Task instructions ▸ Write out all the rows below again, requests included, adding 93 to each coordinate in the answers. Leave the pictures out.

Pointing entries for named objects:

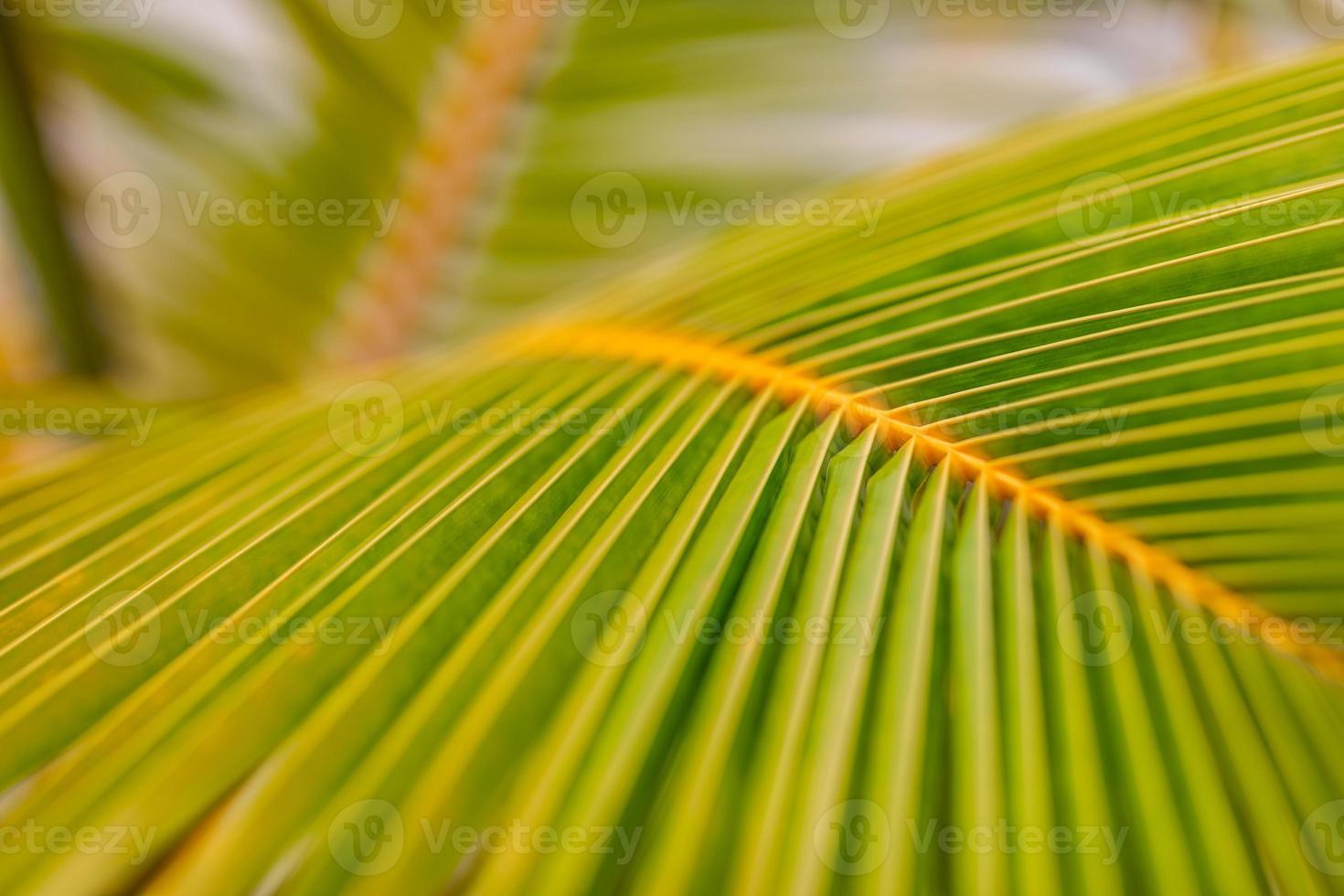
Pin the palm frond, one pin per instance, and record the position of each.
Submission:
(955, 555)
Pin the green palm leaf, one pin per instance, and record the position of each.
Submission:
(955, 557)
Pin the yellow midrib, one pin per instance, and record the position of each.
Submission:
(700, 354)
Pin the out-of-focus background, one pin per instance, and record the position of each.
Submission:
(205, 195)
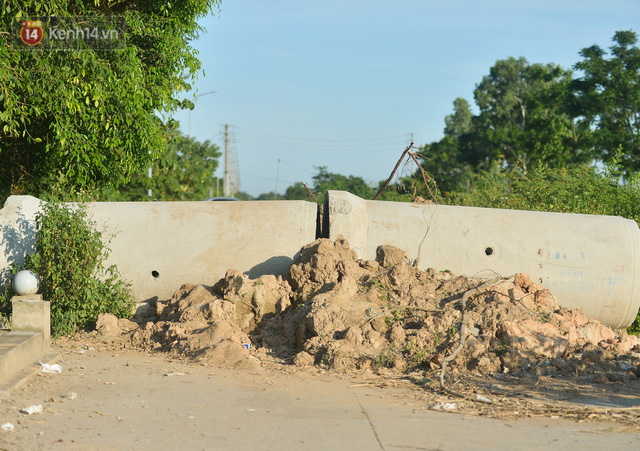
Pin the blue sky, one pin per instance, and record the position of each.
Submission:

Written answer ▸
Pin the palm frond, one pin per instance, and record the position of each.
Submission:
(1048, 648)
Pin the green palm leaf, one pin per instance, and record the position of each.
Submission:
(1048, 650)
Pin the yellow midrib, one pin per instance, and record the position of each.
Submission:
(793, 447)
Pin the out-of-focus background, one pin per instance, and record the position of each.
Submission:
(298, 288)
Pin the blue sky, one pin per instance, and record the position of each.
Submission:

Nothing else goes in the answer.